(Exercise instructions) Lines from the material below that hold the string "trousers" are what is needed; copy each of them.
'''
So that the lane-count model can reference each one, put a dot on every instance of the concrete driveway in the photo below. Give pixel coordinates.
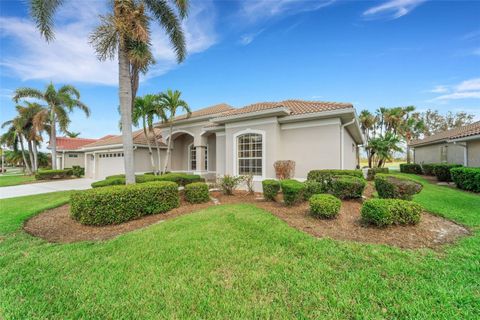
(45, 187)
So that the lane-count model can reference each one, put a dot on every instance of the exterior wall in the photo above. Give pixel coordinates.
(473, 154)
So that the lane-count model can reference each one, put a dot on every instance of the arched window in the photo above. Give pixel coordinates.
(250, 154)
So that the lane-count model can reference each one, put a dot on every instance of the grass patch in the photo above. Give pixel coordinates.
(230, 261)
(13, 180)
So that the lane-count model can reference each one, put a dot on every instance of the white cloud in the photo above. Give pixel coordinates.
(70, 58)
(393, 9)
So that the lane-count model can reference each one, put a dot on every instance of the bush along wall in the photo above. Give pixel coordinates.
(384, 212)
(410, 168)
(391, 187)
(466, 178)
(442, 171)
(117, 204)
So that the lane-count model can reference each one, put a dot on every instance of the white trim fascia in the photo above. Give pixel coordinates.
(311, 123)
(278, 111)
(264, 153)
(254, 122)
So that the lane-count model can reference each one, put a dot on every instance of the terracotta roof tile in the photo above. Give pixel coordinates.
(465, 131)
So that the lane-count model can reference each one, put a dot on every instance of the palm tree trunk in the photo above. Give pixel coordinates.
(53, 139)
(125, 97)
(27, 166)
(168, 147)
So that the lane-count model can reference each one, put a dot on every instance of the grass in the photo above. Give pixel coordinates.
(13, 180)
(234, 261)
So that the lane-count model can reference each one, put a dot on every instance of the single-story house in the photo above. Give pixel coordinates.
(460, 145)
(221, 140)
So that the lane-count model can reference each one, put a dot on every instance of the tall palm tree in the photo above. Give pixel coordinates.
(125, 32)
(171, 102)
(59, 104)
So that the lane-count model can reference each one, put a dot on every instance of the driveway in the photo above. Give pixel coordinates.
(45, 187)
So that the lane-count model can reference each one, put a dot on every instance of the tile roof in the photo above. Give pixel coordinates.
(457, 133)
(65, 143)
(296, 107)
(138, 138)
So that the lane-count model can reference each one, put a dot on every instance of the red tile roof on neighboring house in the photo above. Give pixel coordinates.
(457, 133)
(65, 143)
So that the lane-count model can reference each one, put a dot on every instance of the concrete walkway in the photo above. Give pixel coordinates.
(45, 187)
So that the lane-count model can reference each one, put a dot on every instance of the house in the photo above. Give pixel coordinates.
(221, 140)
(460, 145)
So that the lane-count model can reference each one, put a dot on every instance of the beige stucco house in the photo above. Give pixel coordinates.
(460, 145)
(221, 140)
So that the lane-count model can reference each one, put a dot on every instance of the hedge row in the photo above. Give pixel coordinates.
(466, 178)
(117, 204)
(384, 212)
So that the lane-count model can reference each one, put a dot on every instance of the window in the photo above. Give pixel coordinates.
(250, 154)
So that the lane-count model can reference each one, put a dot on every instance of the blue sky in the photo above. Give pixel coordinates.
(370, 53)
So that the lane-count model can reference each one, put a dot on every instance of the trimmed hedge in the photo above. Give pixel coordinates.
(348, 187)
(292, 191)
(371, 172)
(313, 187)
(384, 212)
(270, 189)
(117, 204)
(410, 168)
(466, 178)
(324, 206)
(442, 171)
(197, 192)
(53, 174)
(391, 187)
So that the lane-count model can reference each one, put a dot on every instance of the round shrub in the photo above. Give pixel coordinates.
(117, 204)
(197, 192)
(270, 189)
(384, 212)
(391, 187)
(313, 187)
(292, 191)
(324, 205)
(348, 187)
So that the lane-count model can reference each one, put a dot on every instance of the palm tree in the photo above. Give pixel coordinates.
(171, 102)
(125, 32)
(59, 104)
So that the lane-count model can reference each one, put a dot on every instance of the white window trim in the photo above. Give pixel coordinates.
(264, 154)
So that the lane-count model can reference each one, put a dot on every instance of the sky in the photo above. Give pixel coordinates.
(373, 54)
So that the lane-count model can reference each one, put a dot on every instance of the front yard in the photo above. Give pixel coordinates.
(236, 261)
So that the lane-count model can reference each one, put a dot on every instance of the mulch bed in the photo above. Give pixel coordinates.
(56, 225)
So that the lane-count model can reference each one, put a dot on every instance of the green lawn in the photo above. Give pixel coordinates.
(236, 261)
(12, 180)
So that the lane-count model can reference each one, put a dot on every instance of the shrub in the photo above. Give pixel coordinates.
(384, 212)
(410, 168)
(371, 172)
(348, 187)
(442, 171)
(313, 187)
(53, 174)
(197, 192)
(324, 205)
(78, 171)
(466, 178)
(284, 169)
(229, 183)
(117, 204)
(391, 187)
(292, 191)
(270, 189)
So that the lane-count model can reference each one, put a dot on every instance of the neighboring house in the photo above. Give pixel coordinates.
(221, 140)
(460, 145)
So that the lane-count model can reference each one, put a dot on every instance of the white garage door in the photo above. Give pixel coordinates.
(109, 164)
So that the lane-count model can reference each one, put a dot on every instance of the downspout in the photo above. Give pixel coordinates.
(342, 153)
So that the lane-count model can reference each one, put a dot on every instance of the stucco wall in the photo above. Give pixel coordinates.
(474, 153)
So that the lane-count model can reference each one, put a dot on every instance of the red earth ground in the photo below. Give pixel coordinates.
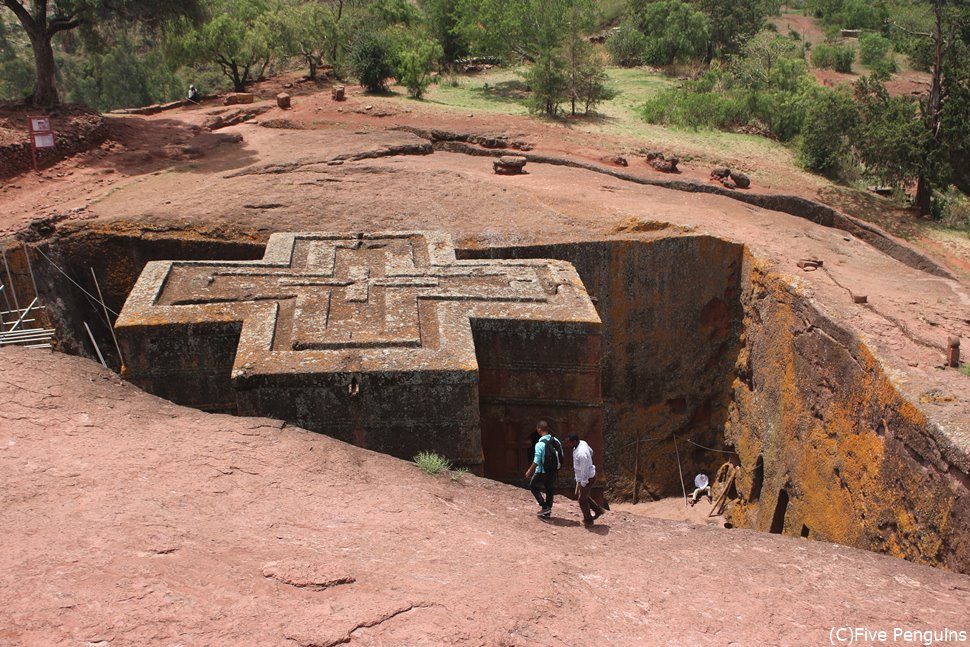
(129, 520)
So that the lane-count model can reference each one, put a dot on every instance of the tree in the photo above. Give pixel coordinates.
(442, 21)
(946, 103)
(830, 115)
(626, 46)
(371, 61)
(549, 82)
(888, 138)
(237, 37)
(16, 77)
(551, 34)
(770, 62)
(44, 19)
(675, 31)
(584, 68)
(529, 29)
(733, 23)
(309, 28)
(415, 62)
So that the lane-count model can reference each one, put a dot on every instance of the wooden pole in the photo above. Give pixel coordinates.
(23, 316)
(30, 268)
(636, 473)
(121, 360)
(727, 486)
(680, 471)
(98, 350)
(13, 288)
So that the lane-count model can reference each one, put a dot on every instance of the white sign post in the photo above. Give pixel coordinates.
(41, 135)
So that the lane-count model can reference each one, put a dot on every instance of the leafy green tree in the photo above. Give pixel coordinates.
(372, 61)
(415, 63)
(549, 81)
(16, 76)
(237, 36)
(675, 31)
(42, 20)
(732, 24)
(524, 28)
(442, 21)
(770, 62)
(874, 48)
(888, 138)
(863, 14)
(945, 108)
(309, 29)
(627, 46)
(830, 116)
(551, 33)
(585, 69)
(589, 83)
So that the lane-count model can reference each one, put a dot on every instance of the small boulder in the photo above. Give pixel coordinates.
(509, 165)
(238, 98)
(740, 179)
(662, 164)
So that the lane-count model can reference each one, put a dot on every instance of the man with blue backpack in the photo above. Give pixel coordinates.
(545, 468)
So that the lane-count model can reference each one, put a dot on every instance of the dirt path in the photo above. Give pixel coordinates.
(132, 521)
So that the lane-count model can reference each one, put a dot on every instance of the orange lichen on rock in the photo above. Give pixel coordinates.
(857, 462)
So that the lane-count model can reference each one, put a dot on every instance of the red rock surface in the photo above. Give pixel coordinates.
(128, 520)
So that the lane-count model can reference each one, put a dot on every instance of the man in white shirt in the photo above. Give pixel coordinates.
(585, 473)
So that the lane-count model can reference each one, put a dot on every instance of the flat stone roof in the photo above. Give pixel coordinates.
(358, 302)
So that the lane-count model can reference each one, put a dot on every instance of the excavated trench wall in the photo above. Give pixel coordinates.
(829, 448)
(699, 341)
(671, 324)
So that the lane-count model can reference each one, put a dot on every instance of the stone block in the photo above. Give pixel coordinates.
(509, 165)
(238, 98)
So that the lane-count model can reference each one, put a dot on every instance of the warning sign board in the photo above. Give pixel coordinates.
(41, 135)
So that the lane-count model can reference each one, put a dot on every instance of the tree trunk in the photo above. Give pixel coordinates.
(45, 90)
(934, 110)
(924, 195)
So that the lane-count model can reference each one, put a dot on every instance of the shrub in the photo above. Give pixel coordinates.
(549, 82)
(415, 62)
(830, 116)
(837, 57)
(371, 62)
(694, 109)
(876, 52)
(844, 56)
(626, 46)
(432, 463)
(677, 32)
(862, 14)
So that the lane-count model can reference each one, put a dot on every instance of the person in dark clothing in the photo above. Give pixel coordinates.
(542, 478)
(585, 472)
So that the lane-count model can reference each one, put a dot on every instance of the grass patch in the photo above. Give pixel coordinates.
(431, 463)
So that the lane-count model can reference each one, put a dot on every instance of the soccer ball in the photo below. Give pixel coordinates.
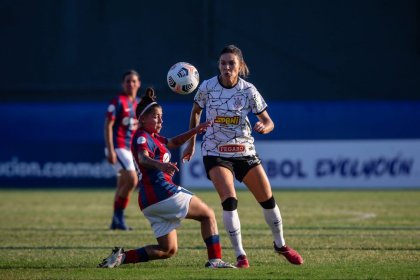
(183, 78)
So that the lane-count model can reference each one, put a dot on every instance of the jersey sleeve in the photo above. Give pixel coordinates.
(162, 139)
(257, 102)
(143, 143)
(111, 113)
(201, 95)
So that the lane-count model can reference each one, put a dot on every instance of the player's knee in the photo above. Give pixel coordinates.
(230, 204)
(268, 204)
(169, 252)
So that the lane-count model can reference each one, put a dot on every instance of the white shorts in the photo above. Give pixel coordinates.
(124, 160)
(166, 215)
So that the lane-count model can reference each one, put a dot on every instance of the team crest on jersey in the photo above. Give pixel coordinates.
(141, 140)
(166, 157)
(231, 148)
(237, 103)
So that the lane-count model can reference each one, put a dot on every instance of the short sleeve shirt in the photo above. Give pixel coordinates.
'''
'''
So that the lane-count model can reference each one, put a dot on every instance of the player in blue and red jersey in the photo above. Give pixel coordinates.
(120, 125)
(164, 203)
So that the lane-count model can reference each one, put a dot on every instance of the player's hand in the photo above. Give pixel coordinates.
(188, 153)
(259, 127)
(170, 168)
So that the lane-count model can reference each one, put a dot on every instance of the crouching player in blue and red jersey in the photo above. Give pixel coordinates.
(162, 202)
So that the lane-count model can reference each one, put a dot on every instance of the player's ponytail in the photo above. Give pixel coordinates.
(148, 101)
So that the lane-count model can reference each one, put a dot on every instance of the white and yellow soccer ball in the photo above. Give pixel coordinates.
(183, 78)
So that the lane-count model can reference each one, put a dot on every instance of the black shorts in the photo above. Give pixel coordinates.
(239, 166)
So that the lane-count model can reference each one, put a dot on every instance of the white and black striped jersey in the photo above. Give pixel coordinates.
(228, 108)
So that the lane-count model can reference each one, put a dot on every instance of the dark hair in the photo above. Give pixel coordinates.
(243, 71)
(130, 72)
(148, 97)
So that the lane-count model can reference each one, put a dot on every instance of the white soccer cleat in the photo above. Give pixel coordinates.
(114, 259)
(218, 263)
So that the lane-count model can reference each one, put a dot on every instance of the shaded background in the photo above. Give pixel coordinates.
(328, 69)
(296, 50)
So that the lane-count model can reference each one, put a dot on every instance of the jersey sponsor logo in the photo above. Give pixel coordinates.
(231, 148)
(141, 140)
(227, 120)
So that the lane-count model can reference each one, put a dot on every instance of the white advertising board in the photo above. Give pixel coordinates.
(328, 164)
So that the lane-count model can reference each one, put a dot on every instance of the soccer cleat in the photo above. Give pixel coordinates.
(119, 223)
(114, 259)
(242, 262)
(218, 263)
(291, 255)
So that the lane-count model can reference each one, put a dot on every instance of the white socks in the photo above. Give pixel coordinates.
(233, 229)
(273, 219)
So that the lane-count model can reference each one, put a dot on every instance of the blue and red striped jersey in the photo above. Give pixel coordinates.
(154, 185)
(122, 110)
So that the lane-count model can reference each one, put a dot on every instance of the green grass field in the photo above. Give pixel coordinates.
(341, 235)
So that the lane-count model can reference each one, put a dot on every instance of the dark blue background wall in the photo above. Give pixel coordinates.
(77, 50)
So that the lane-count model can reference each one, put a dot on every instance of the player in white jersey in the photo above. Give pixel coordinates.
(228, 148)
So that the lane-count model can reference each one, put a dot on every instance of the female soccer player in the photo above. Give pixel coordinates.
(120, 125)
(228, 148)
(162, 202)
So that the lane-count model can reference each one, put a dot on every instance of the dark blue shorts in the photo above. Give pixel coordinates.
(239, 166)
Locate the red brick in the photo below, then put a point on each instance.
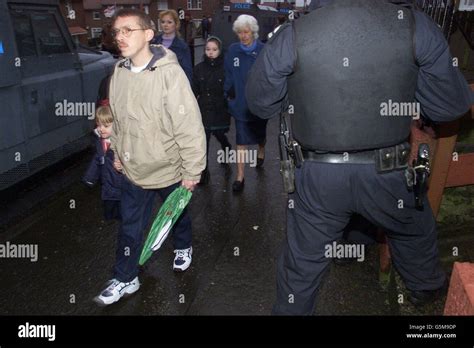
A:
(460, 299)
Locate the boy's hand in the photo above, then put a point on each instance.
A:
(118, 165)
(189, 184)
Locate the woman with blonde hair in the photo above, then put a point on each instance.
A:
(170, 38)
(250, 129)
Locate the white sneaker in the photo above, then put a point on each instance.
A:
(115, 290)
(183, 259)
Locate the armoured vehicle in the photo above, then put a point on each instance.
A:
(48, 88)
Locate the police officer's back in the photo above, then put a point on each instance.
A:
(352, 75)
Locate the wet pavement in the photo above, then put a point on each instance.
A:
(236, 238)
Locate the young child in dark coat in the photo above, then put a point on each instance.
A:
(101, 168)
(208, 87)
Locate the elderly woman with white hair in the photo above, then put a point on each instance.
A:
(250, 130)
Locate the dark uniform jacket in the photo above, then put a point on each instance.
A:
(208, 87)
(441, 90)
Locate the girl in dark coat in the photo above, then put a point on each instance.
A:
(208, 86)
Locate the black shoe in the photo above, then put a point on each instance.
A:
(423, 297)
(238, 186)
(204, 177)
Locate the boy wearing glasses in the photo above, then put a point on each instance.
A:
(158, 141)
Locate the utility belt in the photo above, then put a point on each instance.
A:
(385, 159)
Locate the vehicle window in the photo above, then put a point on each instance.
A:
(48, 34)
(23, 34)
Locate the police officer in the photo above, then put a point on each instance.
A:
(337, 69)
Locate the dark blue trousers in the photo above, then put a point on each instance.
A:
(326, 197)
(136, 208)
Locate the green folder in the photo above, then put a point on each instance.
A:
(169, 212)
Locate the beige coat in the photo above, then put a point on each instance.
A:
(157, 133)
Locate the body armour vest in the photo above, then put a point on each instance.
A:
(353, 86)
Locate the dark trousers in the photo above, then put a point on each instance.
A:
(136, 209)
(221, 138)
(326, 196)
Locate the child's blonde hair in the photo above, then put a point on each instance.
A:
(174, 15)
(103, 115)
'''
(Answer space)
Locate the dark blue trousers in the photo above, then put a point on each instance.
Locate the dark trousers in the photo above, then put a point on each instance.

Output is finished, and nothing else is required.